Named-object pointing records
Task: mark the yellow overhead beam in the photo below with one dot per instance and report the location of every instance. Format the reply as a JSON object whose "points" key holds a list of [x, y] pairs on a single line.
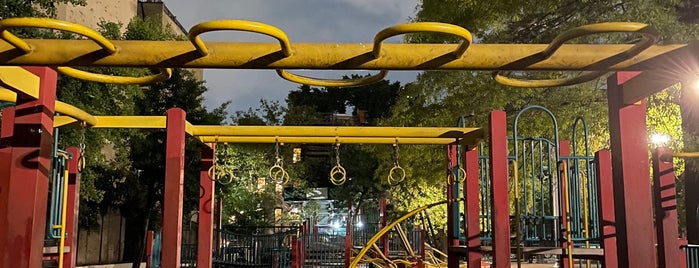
{"points": [[330, 131], [326, 140], [17, 79], [329, 56]]}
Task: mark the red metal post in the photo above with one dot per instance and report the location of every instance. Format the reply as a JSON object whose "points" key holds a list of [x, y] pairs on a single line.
{"points": [[150, 235], [605, 202], [174, 181], [452, 164], [73, 205], [564, 150], [384, 238], [472, 211], [206, 207], [295, 256], [24, 199], [632, 191], [498, 187], [665, 209]]}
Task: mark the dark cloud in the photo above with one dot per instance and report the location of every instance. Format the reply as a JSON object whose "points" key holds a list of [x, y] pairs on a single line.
{"points": [[338, 21]]}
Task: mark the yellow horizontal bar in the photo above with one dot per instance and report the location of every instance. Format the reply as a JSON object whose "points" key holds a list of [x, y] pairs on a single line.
{"points": [[304, 131], [17, 79], [326, 140], [329, 56]]}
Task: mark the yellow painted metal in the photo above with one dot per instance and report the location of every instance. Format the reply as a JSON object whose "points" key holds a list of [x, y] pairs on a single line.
{"points": [[333, 131], [237, 25], [163, 75], [229, 55], [432, 27], [47, 23], [330, 140], [17, 79], [649, 37], [332, 82]]}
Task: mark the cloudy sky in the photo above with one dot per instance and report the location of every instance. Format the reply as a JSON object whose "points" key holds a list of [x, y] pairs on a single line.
{"points": [[326, 21]]}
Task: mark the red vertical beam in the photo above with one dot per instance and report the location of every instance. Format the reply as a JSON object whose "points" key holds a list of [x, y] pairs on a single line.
{"points": [[149, 248], [472, 210], [452, 163], [206, 207], [23, 222], [498, 187], [384, 238], [564, 150], [632, 191], [174, 181], [605, 202], [73, 205], [664, 194]]}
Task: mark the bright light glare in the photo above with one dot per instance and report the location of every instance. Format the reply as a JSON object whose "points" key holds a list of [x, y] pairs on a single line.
{"points": [[659, 139]]}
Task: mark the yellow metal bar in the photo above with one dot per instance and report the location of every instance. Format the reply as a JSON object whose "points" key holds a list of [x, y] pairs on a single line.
{"points": [[329, 56], [17, 79], [322, 131], [327, 140]]}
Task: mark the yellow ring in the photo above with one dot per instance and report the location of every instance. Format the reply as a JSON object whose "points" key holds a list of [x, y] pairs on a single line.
{"points": [[50, 24], [338, 170], [391, 179], [237, 25], [416, 27], [164, 74], [332, 82], [649, 37]]}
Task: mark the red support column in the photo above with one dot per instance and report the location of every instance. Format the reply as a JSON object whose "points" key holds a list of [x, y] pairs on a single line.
{"points": [[452, 164], [384, 238], [24, 195], [498, 187], [206, 207], [605, 202], [174, 181], [472, 210], [73, 205], [564, 150], [632, 191], [664, 194]]}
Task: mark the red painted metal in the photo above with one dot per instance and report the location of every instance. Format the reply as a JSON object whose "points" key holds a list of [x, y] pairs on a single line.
{"points": [[206, 207], [150, 235], [23, 222], [472, 211], [632, 192], [664, 194], [452, 163], [384, 238], [564, 150], [174, 181], [605, 202], [73, 205], [295, 248], [499, 181]]}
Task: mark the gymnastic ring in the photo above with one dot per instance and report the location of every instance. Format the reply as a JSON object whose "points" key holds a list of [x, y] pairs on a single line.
{"points": [[274, 173], [391, 179], [649, 37], [164, 74], [237, 25], [430, 27], [305, 80], [47, 23], [334, 172]]}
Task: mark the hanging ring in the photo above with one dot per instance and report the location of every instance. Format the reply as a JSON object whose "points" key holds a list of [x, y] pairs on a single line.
{"points": [[237, 25], [649, 37]]}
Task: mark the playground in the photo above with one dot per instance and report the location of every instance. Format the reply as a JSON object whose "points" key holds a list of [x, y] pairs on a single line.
{"points": [[511, 201]]}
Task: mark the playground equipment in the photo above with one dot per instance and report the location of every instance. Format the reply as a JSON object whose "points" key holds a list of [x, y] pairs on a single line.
{"points": [[625, 214]]}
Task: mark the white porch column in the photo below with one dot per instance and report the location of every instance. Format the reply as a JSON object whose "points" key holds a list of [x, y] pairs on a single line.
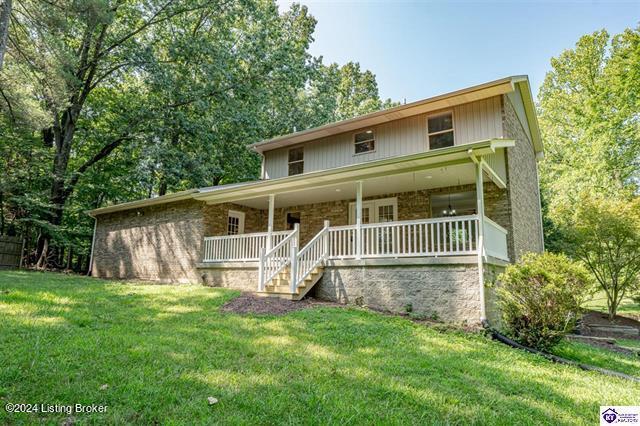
{"points": [[480, 242], [272, 202], [359, 219]]}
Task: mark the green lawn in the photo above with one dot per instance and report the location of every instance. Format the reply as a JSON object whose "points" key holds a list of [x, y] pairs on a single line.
{"points": [[604, 358], [162, 350], [627, 307]]}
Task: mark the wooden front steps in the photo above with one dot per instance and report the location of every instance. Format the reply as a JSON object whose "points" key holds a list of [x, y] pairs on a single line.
{"points": [[280, 286]]}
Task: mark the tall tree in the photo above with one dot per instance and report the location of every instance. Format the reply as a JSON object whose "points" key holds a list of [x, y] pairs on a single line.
{"points": [[133, 99], [5, 18], [589, 105]]}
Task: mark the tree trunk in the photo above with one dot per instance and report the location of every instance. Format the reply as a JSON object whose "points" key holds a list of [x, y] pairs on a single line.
{"points": [[69, 257], [5, 18], [42, 260]]}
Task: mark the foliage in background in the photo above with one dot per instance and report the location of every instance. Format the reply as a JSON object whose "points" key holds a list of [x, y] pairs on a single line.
{"points": [[540, 298], [588, 112], [107, 101], [604, 233]]}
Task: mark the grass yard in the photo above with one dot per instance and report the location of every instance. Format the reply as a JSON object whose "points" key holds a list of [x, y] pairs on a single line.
{"points": [[162, 350], [587, 354]]}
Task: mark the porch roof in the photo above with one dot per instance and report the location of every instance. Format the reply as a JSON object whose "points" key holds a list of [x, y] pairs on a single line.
{"points": [[452, 156]]}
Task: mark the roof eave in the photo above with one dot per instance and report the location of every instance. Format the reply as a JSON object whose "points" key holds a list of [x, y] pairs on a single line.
{"points": [[177, 196], [429, 159], [532, 117]]}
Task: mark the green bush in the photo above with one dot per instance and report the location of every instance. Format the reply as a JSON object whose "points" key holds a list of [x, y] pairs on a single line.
{"points": [[540, 298]]}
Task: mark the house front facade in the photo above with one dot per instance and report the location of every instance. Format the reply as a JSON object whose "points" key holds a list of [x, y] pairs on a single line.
{"points": [[417, 207]]}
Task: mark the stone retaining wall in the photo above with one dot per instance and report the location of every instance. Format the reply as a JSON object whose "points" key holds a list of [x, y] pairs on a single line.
{"points": [[445, 292]]}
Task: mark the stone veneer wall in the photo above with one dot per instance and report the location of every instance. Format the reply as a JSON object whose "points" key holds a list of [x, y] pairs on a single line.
{"points": [[157, 243], [526, 232], [244, 278], [445, 291]]}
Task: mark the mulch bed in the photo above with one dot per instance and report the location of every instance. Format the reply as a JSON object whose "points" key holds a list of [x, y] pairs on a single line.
{"points": [[248, 303]]}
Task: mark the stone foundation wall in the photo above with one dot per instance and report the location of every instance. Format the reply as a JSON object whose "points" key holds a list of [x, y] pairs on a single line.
{"points": [[447, 292], [491, 284], [157, 243], [244, 278]]}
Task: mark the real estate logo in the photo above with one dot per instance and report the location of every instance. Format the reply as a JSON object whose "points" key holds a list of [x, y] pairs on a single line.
{"points": [[629, 415]]}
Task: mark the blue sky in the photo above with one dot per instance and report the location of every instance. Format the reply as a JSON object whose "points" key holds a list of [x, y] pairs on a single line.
{"points": [[420, 49]]}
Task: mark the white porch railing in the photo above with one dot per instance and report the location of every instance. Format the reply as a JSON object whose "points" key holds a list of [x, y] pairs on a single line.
{"points": [[495, 240], [425, 237], [239, 248], [275, 261], [310, 256]]}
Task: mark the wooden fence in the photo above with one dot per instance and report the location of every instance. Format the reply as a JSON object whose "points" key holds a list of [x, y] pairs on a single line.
{"points": [[10, 251]]}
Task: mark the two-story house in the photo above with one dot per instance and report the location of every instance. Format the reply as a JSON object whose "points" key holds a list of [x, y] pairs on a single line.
{"points": [[415, 207]]}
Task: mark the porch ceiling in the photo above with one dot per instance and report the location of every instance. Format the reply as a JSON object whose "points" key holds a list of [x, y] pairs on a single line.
{"points": [[440, 177]]}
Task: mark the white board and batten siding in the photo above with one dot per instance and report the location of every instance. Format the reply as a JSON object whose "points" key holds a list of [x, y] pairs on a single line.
{"points": [[473, 122]]}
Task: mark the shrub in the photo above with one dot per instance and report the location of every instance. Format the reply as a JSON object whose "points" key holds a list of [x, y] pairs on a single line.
{"points": [[540, 298]]}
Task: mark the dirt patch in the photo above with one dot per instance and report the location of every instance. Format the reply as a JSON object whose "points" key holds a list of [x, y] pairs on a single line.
{"points": [[248, 303]]}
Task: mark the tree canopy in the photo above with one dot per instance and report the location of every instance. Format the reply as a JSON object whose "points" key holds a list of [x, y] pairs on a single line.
{"points": [[105, 101]]}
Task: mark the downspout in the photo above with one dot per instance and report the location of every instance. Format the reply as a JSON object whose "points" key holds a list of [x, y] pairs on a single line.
{"points": [[480, 243], [539, 157], [93, 243]]}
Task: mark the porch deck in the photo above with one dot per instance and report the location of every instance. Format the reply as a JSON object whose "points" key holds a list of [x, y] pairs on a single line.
{"points": [[283, 265]]}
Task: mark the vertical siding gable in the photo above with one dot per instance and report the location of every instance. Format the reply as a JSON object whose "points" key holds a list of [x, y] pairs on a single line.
{"points": [[473, 122]]}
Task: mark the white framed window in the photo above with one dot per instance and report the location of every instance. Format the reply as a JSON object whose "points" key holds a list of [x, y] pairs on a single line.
{"points": [[296, 161], [382, 210], [364, 142], [235, 222], [440, 130]]}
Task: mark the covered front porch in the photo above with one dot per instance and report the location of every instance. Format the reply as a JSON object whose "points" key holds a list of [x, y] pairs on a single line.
{"points": [[433, 205]]}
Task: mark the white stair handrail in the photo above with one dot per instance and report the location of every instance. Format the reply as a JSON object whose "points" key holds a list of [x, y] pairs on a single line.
{"points": [[309, 257], [274, 261]]}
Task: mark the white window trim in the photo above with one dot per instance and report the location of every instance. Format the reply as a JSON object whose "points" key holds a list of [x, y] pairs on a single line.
{"points": [[453, 127], [374, 204], [373, 138], [297, 161], [240, 216]]}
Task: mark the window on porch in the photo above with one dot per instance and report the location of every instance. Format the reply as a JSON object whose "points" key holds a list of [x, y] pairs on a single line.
{"points": [[453, 204]]}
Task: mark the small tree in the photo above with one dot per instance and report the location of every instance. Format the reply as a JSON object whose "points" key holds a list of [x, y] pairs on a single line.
{"points": [[540, 298], [605, 234]]}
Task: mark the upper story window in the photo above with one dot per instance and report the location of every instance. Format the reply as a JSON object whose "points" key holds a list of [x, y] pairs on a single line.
{"points": [[296, 161], [364, 142], [440, 129]]}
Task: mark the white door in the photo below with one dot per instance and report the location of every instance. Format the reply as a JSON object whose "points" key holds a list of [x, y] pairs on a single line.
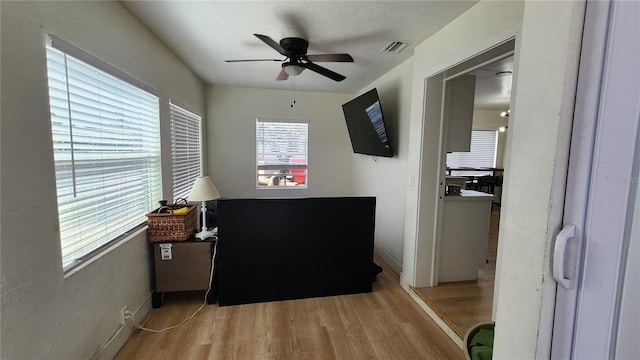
{"points": [[597, 305]]}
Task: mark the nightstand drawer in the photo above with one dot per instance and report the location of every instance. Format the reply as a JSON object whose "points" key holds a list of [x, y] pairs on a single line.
{"points": [[188, 269]]}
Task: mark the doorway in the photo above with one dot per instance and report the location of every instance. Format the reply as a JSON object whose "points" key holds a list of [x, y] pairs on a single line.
{"points": [[466, 302], [432, 198]]}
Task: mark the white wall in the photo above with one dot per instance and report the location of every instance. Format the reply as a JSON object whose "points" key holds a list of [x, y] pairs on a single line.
{"points": [[231, 140], [386, 178], [44, 314], [537, 157]]}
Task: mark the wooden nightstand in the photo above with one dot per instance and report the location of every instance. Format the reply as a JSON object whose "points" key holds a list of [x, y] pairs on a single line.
{"points": [[182, 266]]}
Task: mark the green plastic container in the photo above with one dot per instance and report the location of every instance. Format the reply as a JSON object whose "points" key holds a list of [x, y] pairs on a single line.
{"points": [[479, 341]]}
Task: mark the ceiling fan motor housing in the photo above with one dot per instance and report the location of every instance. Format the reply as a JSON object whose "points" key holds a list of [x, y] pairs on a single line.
{"points": [[296, 46]]}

### Task
Reproduce precisely the span of lines that begins at the line containing "Task: mark the wooden nightstand" and ends with the last line of the listing.

### Exercise result
Task: mark the wooden nightstand in the photo above with one dot per instance and report the location of every instance. Format the reply as a JSON object whose "points" key holds a list of [x, y] pairs on a single line.
{"points": [[182, 266]]}
Task: mark the green plastic container in the photo above with one dot per instance and report the location of every instance. Format the reply as a JSON object whose "points" key holds a list of [x, y] pairs on a single line.
{"points": [[479, 341]]}
Task: mark the ceiling fan motor housing in the photo above with one dot per instance and report the location of every instance. Format the reply as a JSON object whose "points" key holds a list of [x, y] pairs on a single line.
{"points": [[296, 46]]}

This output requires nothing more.